A little over a year ago, in April 2013, the three of us went gluten-free. There were several reasons, the primary one being that the kid seemed to have undiagnosed food allergies (he had problems with dairy when young; that seems to be over, but there were still issues). But also on my mind were several symptoms that I had been having — lethargy (caused by hypothyroidism), joint pain, and other things, and several articles on gluten that I had been reading such as this one about a young boy with excruciating joint pain who seemed to have been miraculously cured by going gluten-free. Why not give it a try?

This is not a small project — it means avoiding anything made of wheat (atta or maida), rye, barley, reading ingredients carefully on all packaged food, limiting one’s menu when eating out, and learning new ways to make chapatis or bread at home. More on that later. On the plus side, here in South India gluten-free food — both healthy and junk — is plentiful (wheat is not used in most traditional preparations).

A year down the line, the joint pains seem greatly reduced. The energy levels are higher, but the blood tests show no great improvement in thyroid function. These could well be placebo effects, but what is real was something I did not expect at all. My psoriasis cleared up.

I have written of my psoriasis before. It started developing in 2001, as a small patch on my right ankle. Within a year it was a large patch on my right foot. Over the next several years it spread to my left foot and my left hand. It was always raw and itchy, usually cracked and bleeding. There were days that I couldn’t walk without a limp, couldn’t type with my left hand. The area around the gear stick in my car was covered with flakes of dead skin. I wore socks all the time, partly for comfort, partly because otherwise I left a trail of dead skin wherever I went. I sought treatment three times, from three different doctors. Each time the prescription was a corticosteroid ointment (various betamethasone preparations); the first couple of times, it “cleared up” the psoriasis, but left the skin feeling thick and leathery, and after I stopped it rebounded worse than before. The third time — well, I describe that in my earlier post, but I did try the ointment and it had little effect, while the rebound was even worse.

So, as I say, after April 2013 the psoriasis just started clearing up. I didn’t even make the connection at first, but in May 2013 on a trip to Bangalore I had wheat products a couple of times, and my foot itched furiously. After cutting out wheat again, the improvement was steady — the psoriasis disappeared from the fingers and toes, and the patches that remained retained a dryish appearance but stopped itching, cracking or bleeding.

In December 2013, on a flight to Delhi, I had a bun since there was no gluten-free breakfast available. A couple of days later, the itching and flaking resumed and took 2 weeks to subside.

Since then I have been careful to avoid gluten in any form (even on a trip to Europe — Italy in particular was surprisingly gluten-free-friendly). In February 2014, I gave the corticosteroid another try (for three weeks) to clear the stubborn areas. The psoriasis disappeared entirely from my hand and has not returned. It has also disappeared from the ankle where it originally appeared. There was no rebound. There continued to be improvement in the five months after ceasing to use the ointment. As of today, only two dryish-looking patches remain on my upper feet, unnoticeable unless one is looking for them.

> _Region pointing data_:
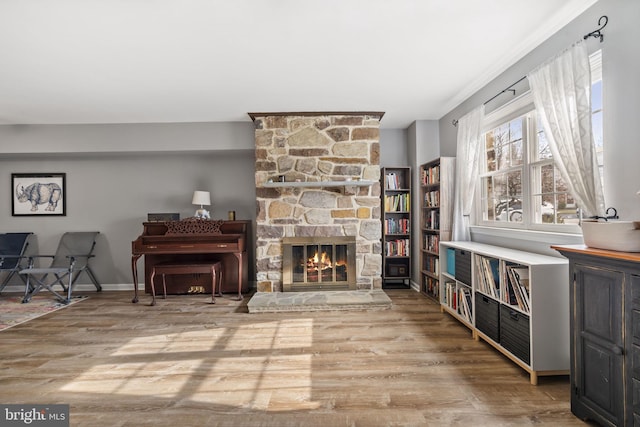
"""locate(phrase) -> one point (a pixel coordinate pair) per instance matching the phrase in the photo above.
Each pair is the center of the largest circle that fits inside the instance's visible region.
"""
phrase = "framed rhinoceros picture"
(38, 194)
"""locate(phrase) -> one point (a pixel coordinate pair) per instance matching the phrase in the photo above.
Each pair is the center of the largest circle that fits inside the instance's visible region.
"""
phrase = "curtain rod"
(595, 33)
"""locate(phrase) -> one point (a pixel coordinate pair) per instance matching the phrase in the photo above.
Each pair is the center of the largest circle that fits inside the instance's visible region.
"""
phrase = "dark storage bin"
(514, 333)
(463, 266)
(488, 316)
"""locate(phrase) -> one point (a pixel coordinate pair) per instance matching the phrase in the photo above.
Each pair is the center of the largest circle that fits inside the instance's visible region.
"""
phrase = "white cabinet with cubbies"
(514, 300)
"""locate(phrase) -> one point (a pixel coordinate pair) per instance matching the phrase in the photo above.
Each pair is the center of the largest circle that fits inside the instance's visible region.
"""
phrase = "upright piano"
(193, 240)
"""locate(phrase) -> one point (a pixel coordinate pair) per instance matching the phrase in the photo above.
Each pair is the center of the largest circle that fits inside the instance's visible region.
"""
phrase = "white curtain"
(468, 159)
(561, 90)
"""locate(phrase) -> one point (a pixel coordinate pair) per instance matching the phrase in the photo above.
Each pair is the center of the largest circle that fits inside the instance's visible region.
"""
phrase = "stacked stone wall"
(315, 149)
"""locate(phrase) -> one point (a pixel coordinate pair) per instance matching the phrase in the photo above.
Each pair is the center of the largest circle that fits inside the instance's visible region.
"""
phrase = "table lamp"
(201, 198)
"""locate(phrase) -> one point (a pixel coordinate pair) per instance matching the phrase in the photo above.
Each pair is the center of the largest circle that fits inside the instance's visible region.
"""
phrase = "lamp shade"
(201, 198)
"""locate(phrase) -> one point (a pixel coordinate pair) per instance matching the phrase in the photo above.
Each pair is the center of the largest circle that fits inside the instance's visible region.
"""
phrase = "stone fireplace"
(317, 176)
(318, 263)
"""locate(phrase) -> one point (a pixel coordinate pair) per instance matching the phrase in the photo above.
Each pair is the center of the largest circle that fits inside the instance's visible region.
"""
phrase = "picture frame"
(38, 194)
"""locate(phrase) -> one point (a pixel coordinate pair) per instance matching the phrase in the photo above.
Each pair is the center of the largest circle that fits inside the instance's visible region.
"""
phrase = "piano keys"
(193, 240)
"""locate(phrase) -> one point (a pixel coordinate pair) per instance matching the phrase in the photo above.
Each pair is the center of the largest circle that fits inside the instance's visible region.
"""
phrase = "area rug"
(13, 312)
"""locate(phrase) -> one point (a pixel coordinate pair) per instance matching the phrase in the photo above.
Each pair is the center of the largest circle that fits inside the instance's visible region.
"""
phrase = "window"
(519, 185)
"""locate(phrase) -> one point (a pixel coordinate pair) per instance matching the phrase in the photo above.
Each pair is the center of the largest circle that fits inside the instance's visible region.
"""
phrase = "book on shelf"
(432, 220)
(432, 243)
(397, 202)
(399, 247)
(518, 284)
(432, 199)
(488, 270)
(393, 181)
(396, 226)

> _TASK ITEM A_:
Reproduce the passage on going gluten-free from "This is not" up to and including "psoriasis cleared up.".
> _TASK ITEM B_:
In the passage on going gluten-free, where on the body did the writer's psoriasis first appear?
> _TASK ITEM C_:
Extend the account of going gluten-free beyond its final sentence.

> _TASK RESULT A_:
This is not a small project — it means avoiding anything made of wheat (atta or maida), rye, barley, reading ingredients carefully on all packaged food, limiting one’s menu when eating out, and learning new ways to make chapatis or bread at home. More on that later. On the plus side, here in South India gluten-free food — both healthy and junk — is plentiful (wheat is not used in most traditional preparations).

A year down the line, the joint pains seem greatly reduced. The energy levels are higher, but the blood tests show no great improvement in thyroid function. These could well be placebo effects, but what is real was something I did not expect at all. My psoriasis cleared up.

> _TASK RESULT B_:
As a small patch on the right ankle.

> _TASK RESULT C_:
Looking at the literature, I found that there is some evidence of gluten being implicated in quite a few auto-immune conditions, including psoriasis and Hashimoto’s thyroiditis. In my case, this is not all. In the mid-1990s I developed a seasonal cough that remained undiagnosed for years (even by highly-recommended chest specialists) until a modest general practitioner at an academic institute in Bangalore told me it was asthma. I had no shortness of breath, only a cough. A salbutamol inhaler fixed it. In the past year, it seems to me that this, too, has greatly improved: I hardly used the inhaler even during the peak of the usual “season”.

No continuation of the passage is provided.